Transcribe the lines from the beginning of the entries through the line containing "Query: red track rail", including both ends.

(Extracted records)
------------------------------------------------------------

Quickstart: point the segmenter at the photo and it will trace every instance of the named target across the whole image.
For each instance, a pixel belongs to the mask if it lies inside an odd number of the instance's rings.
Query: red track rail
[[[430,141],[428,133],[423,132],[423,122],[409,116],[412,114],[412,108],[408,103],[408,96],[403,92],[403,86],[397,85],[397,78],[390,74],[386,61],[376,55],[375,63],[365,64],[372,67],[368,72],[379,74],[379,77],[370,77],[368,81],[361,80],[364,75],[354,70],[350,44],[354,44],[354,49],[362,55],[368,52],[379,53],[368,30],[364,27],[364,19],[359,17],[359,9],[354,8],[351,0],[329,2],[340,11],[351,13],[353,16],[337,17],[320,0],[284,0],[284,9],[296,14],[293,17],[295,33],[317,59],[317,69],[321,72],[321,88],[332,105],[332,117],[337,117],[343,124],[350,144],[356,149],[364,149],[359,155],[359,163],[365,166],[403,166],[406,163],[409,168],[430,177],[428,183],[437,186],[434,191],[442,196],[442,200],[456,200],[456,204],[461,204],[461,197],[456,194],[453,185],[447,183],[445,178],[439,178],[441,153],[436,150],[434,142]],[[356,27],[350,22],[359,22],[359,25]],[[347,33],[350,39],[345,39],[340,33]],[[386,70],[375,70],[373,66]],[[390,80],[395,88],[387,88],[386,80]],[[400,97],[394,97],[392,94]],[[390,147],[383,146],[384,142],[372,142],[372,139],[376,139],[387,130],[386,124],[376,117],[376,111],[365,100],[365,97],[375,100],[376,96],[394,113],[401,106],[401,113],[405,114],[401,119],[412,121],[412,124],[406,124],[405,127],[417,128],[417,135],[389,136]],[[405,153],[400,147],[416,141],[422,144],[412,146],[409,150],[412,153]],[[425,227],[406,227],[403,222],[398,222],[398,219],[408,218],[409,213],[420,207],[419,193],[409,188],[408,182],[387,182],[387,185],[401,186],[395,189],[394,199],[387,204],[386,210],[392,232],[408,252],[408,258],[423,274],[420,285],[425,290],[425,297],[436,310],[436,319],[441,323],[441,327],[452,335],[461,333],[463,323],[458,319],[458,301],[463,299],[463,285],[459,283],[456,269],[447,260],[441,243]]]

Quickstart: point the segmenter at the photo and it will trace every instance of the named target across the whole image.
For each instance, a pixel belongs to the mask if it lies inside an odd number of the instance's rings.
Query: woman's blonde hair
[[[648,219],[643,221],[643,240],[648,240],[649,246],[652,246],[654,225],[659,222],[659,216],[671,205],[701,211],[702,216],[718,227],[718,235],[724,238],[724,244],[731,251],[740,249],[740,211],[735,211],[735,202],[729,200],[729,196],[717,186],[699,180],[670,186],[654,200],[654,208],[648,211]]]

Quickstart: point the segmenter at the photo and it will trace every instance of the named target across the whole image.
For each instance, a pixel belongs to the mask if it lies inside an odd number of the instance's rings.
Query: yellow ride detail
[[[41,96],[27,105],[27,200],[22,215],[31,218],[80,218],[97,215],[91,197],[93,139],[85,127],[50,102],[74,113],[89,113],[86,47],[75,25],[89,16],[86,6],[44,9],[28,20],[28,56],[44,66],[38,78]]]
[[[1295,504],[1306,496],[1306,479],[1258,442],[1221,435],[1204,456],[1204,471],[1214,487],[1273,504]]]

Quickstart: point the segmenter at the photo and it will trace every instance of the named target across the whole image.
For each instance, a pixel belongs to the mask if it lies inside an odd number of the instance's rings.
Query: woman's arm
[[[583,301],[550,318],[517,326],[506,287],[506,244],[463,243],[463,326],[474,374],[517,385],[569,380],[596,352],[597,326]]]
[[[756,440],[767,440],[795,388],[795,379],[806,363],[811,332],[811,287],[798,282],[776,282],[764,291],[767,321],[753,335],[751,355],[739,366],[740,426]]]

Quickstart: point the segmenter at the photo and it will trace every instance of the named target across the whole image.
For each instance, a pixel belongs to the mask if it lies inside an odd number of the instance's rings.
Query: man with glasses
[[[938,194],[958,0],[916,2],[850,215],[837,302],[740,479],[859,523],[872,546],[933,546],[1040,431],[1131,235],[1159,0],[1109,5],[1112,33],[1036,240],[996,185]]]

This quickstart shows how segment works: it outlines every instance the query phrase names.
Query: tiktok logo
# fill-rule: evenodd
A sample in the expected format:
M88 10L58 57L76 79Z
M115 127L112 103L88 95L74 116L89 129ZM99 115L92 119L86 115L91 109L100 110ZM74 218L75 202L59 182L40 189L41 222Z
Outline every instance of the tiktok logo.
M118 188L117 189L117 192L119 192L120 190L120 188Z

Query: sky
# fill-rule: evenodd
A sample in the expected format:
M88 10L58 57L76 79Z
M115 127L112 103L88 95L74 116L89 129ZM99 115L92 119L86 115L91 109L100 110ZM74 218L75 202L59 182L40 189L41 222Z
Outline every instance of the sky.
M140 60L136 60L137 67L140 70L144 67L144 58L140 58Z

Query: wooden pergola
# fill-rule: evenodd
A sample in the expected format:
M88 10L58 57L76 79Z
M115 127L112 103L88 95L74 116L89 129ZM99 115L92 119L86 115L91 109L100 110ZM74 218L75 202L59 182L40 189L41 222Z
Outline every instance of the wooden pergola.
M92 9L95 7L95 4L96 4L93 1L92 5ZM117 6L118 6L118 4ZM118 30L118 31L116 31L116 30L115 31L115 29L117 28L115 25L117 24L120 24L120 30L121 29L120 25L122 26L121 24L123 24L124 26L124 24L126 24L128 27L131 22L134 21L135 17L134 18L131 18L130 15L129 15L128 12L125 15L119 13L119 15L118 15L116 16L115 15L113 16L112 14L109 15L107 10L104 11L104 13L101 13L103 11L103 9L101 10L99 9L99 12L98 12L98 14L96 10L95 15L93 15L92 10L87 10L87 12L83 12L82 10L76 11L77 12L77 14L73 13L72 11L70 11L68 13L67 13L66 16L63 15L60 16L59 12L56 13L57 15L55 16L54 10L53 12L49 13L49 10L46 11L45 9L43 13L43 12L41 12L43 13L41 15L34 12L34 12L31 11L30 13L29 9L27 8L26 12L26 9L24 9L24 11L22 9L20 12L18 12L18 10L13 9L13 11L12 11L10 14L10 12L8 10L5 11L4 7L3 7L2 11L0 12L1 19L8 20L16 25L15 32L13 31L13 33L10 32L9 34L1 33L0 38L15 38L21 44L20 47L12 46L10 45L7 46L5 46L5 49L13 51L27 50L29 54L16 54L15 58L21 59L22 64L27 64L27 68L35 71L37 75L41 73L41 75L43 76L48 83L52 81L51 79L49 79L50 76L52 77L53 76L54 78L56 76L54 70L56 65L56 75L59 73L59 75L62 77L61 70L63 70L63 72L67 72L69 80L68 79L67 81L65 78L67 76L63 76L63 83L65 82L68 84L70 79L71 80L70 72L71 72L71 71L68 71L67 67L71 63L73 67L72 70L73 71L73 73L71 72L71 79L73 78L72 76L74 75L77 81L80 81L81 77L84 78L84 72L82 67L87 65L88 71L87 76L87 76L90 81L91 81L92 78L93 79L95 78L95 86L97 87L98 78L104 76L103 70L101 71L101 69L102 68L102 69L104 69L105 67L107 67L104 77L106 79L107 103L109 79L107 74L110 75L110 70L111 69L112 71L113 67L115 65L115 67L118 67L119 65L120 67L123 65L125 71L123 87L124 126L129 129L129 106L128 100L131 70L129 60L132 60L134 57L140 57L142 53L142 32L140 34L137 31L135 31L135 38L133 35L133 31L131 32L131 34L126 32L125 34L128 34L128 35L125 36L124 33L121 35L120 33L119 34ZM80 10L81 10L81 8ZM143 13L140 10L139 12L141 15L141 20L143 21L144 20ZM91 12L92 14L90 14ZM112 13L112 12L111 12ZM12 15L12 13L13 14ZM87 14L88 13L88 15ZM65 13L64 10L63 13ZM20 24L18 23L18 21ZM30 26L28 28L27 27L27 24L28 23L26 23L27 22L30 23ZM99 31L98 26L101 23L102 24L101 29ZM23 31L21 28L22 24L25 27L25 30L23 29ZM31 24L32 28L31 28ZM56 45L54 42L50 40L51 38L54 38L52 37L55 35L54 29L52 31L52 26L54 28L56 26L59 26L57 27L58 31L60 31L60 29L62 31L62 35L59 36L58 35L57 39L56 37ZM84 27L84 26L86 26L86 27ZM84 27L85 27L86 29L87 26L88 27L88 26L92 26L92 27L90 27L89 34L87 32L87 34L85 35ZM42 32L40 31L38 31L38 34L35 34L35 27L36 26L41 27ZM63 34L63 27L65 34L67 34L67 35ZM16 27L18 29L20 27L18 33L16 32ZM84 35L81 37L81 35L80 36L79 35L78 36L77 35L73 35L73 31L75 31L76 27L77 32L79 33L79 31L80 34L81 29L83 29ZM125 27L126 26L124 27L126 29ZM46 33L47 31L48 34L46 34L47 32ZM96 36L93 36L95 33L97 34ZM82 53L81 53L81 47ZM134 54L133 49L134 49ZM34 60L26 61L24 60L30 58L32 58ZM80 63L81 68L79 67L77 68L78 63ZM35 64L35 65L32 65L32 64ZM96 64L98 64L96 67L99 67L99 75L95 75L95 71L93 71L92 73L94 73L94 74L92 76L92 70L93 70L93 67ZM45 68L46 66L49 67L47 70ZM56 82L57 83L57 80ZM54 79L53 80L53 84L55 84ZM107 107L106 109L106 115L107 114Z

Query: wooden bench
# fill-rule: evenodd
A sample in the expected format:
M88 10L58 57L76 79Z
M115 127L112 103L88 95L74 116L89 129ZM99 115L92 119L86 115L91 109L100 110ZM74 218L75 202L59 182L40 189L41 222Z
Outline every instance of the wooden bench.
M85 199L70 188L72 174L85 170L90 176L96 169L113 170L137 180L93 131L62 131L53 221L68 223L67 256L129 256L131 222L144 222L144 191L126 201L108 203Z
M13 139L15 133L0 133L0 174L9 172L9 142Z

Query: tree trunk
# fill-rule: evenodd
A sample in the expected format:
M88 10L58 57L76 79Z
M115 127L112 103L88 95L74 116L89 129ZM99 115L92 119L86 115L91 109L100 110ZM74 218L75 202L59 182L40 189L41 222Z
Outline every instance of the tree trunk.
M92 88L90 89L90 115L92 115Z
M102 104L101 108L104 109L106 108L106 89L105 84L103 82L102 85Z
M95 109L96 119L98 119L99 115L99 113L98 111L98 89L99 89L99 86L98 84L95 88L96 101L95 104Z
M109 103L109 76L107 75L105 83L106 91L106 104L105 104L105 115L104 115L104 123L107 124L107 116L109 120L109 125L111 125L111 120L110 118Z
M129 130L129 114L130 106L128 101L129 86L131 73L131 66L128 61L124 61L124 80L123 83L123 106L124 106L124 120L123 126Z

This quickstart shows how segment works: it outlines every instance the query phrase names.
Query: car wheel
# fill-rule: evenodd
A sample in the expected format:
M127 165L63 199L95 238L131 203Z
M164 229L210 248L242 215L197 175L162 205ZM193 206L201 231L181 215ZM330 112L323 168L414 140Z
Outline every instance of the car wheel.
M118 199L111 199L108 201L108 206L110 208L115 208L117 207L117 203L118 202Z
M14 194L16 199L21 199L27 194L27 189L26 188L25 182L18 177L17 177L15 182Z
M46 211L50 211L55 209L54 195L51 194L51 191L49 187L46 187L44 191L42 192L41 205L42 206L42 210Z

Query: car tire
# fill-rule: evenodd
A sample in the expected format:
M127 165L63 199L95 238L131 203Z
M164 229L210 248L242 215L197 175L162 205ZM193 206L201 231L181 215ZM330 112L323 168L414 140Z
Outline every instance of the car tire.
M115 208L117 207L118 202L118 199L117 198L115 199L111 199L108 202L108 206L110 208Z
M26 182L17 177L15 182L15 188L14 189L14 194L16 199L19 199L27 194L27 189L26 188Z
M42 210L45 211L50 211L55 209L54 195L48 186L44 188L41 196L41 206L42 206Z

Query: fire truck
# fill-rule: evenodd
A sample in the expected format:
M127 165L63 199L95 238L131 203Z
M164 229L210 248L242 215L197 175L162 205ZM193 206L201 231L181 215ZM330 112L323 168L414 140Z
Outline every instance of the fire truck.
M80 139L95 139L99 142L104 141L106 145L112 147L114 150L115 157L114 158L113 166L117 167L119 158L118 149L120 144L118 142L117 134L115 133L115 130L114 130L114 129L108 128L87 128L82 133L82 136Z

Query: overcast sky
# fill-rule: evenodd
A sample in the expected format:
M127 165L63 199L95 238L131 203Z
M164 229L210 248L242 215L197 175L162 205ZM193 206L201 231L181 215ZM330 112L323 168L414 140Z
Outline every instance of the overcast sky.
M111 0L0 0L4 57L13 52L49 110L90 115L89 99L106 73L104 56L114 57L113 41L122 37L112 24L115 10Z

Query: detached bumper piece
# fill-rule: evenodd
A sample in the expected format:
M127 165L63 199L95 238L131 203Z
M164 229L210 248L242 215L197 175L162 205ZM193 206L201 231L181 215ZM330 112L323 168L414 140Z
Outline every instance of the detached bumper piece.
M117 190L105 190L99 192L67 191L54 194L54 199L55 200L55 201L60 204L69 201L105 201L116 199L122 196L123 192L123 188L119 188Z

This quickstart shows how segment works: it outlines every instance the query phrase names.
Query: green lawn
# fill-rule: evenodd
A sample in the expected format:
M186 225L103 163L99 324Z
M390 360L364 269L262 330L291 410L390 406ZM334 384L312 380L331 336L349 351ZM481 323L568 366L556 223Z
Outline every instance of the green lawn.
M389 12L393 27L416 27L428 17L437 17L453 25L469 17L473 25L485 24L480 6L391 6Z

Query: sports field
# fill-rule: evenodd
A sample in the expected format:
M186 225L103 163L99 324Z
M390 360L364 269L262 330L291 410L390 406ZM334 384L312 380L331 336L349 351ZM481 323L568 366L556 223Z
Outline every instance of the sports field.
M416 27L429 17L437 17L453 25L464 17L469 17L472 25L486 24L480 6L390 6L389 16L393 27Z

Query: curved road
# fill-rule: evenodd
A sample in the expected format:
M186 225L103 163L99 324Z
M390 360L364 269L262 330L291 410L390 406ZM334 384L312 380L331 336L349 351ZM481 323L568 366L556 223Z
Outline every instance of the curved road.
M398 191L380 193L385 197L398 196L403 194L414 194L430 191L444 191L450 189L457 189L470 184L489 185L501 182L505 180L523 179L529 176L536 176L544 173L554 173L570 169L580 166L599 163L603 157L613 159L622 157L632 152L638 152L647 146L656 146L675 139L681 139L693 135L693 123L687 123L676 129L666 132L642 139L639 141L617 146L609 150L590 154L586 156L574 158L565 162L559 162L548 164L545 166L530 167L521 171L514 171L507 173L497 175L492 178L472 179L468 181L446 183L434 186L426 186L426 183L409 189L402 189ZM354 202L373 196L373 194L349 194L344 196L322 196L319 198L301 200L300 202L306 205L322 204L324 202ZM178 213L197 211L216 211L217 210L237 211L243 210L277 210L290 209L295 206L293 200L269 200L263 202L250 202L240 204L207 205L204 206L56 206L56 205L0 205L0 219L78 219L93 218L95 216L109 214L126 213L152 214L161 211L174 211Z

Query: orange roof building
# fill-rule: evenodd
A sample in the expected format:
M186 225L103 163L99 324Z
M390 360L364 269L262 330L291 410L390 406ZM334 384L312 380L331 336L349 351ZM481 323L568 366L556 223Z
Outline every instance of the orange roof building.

------------------------------------------------------------

» Answer to the task:
Quickstart: point the segmenter at the photo and it will trace every instance of the named target across the whole image.
For each instance, a pixel belongs to the mask if it lies inside an odd number of the instance's rings.
Query: red track rail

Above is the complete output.